[Written problem]: Copy out every item below word for word, keeping each line unchanged.

[Data to use]:
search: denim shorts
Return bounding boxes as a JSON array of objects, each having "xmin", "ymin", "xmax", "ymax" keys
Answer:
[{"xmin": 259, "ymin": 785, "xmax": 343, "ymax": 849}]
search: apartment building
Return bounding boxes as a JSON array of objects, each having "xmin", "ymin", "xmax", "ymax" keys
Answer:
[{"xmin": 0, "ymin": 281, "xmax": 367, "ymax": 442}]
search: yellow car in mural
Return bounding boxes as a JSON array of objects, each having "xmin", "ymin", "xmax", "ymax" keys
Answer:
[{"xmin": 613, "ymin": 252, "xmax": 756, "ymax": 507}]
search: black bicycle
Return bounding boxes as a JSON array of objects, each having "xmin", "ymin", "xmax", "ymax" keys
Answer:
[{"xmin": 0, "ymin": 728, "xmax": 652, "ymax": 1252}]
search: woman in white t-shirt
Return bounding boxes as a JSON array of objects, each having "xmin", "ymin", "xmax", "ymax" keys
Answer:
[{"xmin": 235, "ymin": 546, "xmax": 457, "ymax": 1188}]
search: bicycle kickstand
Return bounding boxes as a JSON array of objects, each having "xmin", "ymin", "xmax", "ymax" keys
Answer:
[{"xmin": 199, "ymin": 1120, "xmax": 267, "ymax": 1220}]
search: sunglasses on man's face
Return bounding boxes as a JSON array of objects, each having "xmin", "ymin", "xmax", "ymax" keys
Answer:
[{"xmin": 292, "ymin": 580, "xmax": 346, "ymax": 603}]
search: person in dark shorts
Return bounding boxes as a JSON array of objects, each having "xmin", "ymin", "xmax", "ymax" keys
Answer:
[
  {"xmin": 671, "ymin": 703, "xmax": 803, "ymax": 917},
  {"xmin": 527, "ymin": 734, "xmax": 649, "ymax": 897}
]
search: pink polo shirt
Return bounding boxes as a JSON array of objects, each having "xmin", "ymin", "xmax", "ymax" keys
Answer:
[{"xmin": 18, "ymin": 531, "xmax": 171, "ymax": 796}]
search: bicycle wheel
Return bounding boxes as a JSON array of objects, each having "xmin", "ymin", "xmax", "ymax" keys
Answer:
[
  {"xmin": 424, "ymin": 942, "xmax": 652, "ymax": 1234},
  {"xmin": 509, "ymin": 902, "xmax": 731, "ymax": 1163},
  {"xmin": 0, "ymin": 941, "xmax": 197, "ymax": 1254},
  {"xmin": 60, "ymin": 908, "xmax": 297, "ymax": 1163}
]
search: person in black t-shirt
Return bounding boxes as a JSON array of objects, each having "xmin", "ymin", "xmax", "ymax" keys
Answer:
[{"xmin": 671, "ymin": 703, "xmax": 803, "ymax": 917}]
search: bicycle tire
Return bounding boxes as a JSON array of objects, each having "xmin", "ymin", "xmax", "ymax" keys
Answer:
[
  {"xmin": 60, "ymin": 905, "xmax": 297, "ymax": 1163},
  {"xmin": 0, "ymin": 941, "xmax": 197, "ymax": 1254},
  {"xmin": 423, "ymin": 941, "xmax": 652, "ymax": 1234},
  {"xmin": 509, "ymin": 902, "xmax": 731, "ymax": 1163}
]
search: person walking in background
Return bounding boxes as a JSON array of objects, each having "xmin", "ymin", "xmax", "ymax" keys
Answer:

[Answer to this problem]:
search: denim shorts
Return bounding boxes as a JSON array of objects, each having "xmin", "ymin", "xmax", "ymax" keys
Answer:
[{"xmin": 259, "ymin": 785, "xmax": 343, "ymax": 849}]
search: apartment building
Return bounding boxes as a JSON array of objects, each having "xmin", "ymin", "xmax", "ymax" keys
Answer:
[{"xmin": 0, "ymin": 281, "xmax": 367, "ymax": 442}]
search: yellow car in mural
Return bounding boxes as a JSON array of objects, each having "xmin", "ymin", "xmax", "ymax" keys
Answer:
[{"xmin": 613, "ymin": 252, "xmax": 756, "ymax": 507}]
search: black bicycle
Return bounding boxes as a JSON array of objects, each having "xmin", "ymin", "xmax", "ymax" keys
Answer:
[{"xmin": 0, "ymin": 728, "xmax": 652, "ymax": 1252}]
search: woman in white t-shirt
Return bounding boxes as a JSON array of objects, each having "xmin", "ymin", "xmax", "ymax" keys
Answer:
[{"xmin": 235, "ymin": 546, "xmax": 457, "ymax": 1188}]
search: bicycle kickstand
Return bounding boxes as a JSON array of objects, each having "xmin", "ymin", "xmax", "ymax" keys
Answer:
[{"xmin": 199, "ymin": 1120, "xmax": 267, "ymax": 1220}]
search: sunglasses on man's face
Return bounding boxes as a JSON array of objects, each having "xmin", "ymin", "xmax", "ymax" keys
Answer:
[{"xmin": 292, "ymin": 580, "xmax": 346, "ymax": 603}]
search: person in dark shorts
Return bounding boxes as a JSON array of objects, each having "xmin", "ymin", "xmax", "ymax" keys
Answer:
[
  {"xmin": 671, "ymin": 703, "xmax": 803, "ymax": 917},
  {"xmin": 527, "ymin": 734, "xmax": 649, "ymax": 897}
]
search: pink polo shirt
Return bounding boxes as a JSON array of objects, each having "xmin", "ymin", "xmax", "ymax" keys
Answer:
[{"xmin": 18, "ymin": 531, "xmax": 171, "ymax": 796}]
search: bicycle wheel
Return bounding boxes as a JSON array of objects, each having "xmin", "ymin", "xmax", "ymax" keys
Answer:
[
  {"xmin": 424, "ymin": 942, "xmax": 652, "ymax": 1234},
  {"xmin": 509, "ymin": 902, "xmax": 731, "ymax": 1163},
  {"xmin": 0, "ymin": 941, "xmax": 197, "ymax": 1254},
  {"xmin": 60, "ymin": 908, "xmax": 297, "ymax": 1163}
]
search: person in black t-shirt
Return bounding boxes as a JSON array of objects, each having "xmin", "ymin", "xmax", "ymax" keys
Answer:
[{"xmin": 671, "ymin": 703, "xmax": 803, "ymax": 917}]
search: bicycle tire
Return bounding boxes as a JSON array of objects, each having "xmin", "ymin", "xmax", "ymax" keys
Answer:
[
  {"xmin": 60, "ymin": 905, "xmax": 297, "ymax": 1163},
  {"xmin": 0, "ymin": 941, "xmax": 197, "ymax": 1254},
  {"xmin": 423, "ymin": 941, "xmax": 652, "ymax": 1234},
  {"xmin": 509, "ymin": 902, "xmax": 731, "ymax": 1163}
]
search: person walking in background
Return bounding boxes as a JSON array of objects, each having "xmin", "ymin", "xmax", "ymax" keys
Answer:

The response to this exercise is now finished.